─── Data to process ───

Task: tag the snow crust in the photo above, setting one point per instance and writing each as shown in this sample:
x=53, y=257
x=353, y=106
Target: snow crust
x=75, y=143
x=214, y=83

───

Prompt:
Could you give the records again, exactly as they appear?

Exercise response:
Task: tag the snow crust in the photo above, setting one point per instance and writing each as shown in this sample:
x=53, y=257
x=353, y=106
Target: snow crust
x=75, y=143
x=214, y=83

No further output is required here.